(Catatan dataset anotasi titik)
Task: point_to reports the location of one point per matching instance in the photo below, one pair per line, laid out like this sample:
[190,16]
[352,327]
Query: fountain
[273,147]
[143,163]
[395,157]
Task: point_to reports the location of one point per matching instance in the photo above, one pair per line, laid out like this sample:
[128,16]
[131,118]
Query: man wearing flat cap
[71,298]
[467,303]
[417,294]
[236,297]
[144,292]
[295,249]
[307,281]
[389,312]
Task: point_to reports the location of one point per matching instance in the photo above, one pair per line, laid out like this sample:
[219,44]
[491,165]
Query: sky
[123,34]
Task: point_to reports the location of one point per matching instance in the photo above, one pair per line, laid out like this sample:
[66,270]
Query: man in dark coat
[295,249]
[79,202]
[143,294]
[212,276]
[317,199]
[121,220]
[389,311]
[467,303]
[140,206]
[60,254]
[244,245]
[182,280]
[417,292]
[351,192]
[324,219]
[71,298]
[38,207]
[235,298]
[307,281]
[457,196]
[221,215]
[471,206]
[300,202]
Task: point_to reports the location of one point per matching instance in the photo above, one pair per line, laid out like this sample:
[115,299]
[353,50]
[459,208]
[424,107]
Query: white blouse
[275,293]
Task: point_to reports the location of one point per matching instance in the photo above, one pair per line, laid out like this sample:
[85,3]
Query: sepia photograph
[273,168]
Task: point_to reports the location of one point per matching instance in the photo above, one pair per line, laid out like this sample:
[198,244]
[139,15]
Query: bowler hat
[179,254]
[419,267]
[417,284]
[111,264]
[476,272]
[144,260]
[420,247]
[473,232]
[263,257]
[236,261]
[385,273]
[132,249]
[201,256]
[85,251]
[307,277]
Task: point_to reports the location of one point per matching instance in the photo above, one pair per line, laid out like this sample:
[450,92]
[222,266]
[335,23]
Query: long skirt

▸ Ketentuan Tugas:
Hitunglah jumlah baris dalam catatan di atas yang memuat kata "Query", dengan membedakan huruf besar dan huruf kecil. Tuliskan angkanya saja.

▸ Jawaban Lengkap:
8